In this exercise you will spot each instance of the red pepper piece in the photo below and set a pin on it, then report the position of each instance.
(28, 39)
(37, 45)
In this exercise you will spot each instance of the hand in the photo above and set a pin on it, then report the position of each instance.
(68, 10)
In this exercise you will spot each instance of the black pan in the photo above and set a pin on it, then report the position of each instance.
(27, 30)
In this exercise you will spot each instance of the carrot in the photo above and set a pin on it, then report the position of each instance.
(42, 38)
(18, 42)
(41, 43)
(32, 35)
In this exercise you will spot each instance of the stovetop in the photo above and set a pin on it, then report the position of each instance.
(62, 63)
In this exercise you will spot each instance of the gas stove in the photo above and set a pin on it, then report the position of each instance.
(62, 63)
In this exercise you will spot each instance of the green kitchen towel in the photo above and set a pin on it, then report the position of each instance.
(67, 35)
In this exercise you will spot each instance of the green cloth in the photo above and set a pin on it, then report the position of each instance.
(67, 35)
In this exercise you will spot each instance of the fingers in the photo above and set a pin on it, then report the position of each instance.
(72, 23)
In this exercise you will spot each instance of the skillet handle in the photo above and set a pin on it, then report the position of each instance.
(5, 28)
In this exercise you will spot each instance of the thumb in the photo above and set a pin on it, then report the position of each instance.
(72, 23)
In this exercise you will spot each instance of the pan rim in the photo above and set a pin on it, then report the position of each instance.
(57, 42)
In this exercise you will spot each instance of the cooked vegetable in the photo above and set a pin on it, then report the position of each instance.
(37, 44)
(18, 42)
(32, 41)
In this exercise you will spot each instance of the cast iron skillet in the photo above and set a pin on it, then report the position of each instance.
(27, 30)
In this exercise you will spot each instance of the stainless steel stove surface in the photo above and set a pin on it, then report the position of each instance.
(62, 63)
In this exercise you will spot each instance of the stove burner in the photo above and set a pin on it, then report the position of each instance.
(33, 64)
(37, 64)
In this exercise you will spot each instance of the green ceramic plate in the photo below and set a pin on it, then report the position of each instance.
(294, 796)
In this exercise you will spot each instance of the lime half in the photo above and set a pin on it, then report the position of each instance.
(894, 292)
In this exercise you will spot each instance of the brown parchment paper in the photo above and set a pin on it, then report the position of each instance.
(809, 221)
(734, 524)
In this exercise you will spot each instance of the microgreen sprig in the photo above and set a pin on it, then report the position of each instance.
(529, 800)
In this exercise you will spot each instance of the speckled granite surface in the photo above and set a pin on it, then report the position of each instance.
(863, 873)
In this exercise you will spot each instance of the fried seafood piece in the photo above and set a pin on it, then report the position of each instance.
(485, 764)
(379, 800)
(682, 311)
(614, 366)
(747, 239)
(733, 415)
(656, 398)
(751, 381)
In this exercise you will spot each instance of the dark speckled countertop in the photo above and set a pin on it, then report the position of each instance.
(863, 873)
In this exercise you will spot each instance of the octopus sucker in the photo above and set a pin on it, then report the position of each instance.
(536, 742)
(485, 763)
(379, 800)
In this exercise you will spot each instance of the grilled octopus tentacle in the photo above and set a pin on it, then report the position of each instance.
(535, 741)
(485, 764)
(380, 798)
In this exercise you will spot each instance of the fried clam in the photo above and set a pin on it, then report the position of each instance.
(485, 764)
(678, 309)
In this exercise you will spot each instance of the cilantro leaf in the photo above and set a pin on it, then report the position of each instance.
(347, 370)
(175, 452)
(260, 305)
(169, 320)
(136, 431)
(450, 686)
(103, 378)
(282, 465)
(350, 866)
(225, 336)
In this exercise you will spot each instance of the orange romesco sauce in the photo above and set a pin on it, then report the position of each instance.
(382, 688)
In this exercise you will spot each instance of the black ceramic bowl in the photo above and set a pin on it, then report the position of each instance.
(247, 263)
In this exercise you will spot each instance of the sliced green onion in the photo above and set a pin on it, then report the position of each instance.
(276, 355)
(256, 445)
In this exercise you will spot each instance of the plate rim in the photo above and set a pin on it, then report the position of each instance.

### Exercise
Repeat the entries shown above, every one, word for word.

### The answer
In this exercise you will spot each instance of the red pepper piece in the photo below and set a pin on it, then report the position of each instance.
(28, 39)
(37, 45)
In this exercise you will spot each instance of the hand in the photo above and set a pin on it, then report the position of each instance.
(68, 10)
In this exercise you will spot each instance of the black pan in the photo above and set a pin on it, then report the position of each instance.
(27, 30)
In this exercise you will spot each instance of the carrot in the photo above and set a pin on it, then report the position of each instance.
(42, 38)
(18, 42)
(41, 43)
(32, 35)
In this exercise you will spot each instance of the stovetop in the photo above and set a pin on it, then report the position of each instance.
(62, 63)
In this exercise you will spot each instance of the gas stove in the photo above and set a pin on it, then report the position of each instance.
(62, 63)
In this exercise you will spot each instance of the green kitchen towel in the photo above and set a pin on it, then report the position of each instance.
(67, 35)
In this exercise you will spot each instance of the green cloth in the photo above and set a pin on it, then report the position of each instance.
(67, 35)
In this exercise you will spot each instance of the fingers in the photo above and set a pin on it, then report the position of each instance.
(72, 23)
In this exercise you will spot each instance of the skillet handle in the photo above and set a pin on it, then report the position of each instance.
(5, 28)
In this exercise you will spot each instance of the thumb in the photo above and set a pin on it, then report the position of each instance.
(72, 23)
In this exercise you will spot each instance of the pan rim in the photo above and set a pin on it, then report the position of each instance.
(57, 42)
In this exercise you will spot each instance of the cooked vegetable in the photo above and set a pin on it, then report the position of each instance.
(37, 44)
(18, 42)
(32, 41)
In this exercise you will spot each instance of the cast iron skillet in the photo above and set a pin on it, then report the position of each instance.
(27, 30)
In this exercise you will spot each instance of the stainless steel stove surface in the photo above and set a pin on it, then report the position of each instance.
(62, 63)
In this exercise you will spot each instance of the stove burner in the photo above and set a pin on it, then report the position of each instance.
(33, 64)
(37, 64)
In this exercise you will spot each instance of the green ceramic plate in the photo below and set a pin on it, then report the position of each instance.
(294, 796)
In this exercise you will spot each instance of the lime half in the photo above and set a pin on it, then report the position of each instance.
(894, 292)
In this exercise you will spot each instance of the brown parchment paper in the photo above and set a pin on it, then report the position of each instance.
(809, 221)
(734, 524)
In this exercise you will spot each instance of the microgreen sprig in the photo above and set a pin on it, then report the position of each instance.
(529, 800)
In this exercise you will spot each instance of the speckled granite surface in the photo above and set a pin on it, then report the position of each instance.
(863, 873)
In this exercise you will spot each instance of the fried seafood piece in the photo above and set a pin on it, then report the position of each instance.
(485, 764)
(379, 800)
(682, 311)
(614, 366)
(747, 239)
(733, 415)
(656, 398)
(751, 381)
In this exercise you will spot each instance of the dark speckled countertop in the photo above and set a pin on it, then report the position of each instance.
(863, 873)
In this exercise you will spot each instance of the octopus sucker in the photo above and set a pin on it, then report the position of each instance.
(536, 742)
(485, 763)
(379, 800)
In this exercise you will spot each instance of the grilled octopus tentacle in the photo above and set a pin on it, then report the position of each instance.
(535, 741)
(485, 764)
(380, 798)
In this exercise you will spot each instance of the fried clam in the photo above and set a pin on it, then report the position of each instance.
(485, 764)
(678, 309)
In this exercise you will spot each instance of the cilantro leaf in the photo above and set a pin on it, then report the position of each instance.
(347, 370)
(175, 452)
(260, 305)
(169, 320)
(136, 431)
(450, 686)
(103, 378)
(282, 465)
(350, 866)
(225, 336)
In this exercise you will spot each instance of the orange romesco sauce in the photo above and set a pin on it, then report the position of each instance.
(382, 688)
In this exercise you will spot each instance of the black ceramic bowl in the photo above and set a pin on it, then report the position of each instance.
(247, 263)
In this exercise you will spot each instance of the sliced green onion in the photo above and set a pin on it, then report the position of each instance.
(276, 355)
(256, 445)
In this exercise you will spot each instance of the plate rim in the photo above and set a pin on it, then report the position of each instance.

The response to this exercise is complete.